### TASK TO COMPLETE
An exact copy of every entry below is required, and no picture may appear in it.

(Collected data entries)
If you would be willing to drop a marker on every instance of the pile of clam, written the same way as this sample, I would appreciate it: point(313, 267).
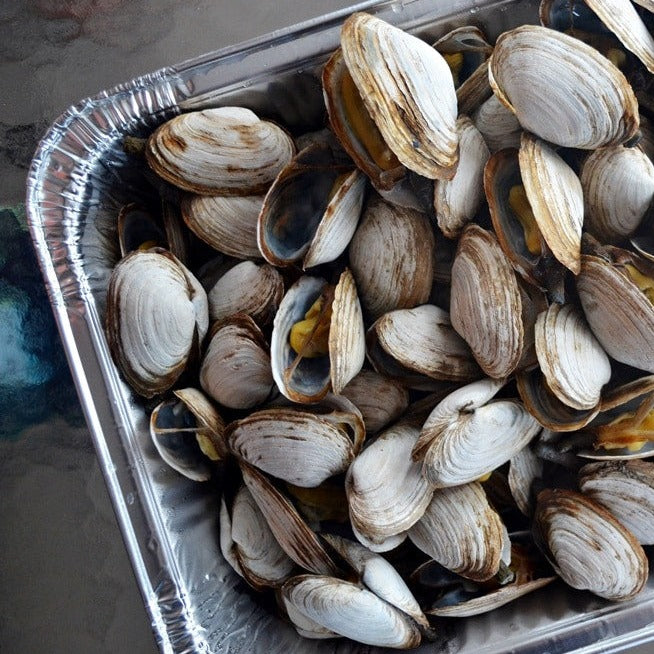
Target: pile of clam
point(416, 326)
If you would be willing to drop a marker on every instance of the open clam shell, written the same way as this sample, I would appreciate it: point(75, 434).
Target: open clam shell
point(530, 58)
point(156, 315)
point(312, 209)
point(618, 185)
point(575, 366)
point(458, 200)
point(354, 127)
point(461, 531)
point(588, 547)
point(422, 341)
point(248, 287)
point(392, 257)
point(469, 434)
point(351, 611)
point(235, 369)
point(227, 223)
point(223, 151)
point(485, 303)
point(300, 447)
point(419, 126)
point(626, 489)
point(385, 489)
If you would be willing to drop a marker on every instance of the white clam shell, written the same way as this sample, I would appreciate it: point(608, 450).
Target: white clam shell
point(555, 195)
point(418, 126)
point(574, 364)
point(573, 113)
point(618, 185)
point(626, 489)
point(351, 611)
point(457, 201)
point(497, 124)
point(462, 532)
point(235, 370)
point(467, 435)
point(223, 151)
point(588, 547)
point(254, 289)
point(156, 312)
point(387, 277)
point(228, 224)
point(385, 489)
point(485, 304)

### TASK SOLUTION
If you would be willing to drop a marker on every instance of the pile of clam, written the same way as this sample, I would appreciate it: point(313, 267).
Target: pile of clam
point(416, 326)
If you would be willing to drop a marker on every instance of the open clam shell, written the same way as this sample, I would appreciate it: point(75, 434).
Target: open clam shell
point(530, 58)
point(156, 315)
point(312, 209)
point(618, 185)
point(575, 366)
point(458, 200)
point(354, 127)
point(461, 531)
point(588, 547)
point(422, 341)
point(248, 287)
point(392, 257)
point(469, 434)
point(351, 611)
point(235, 369)
point(227, 223)
point(223, 151)
point(485, 303)
point(300, 447)
point(419, 126)
point(626, 489)
point(385, 489)
If you would be willing to drop a marker on every instance of the white clam shell, written the same way as this sample, I would appreciate it: point(608, 450).
Target: white clam shell
point(555, 195)
point(418, 126)
point(574, 364)
point(573, 113)
point(618, 185)
point(626, 489)
point(351, 611)
point(457, 201)
point(497, 124)
point(462, 532)
point(235, 370)
point(467, 435)
point(223, 151)
point(588, 547)
point(254, 289)
point(156, 312)
point(387, 277)
point(228, 224)
point(385, 489)
point(485, 304)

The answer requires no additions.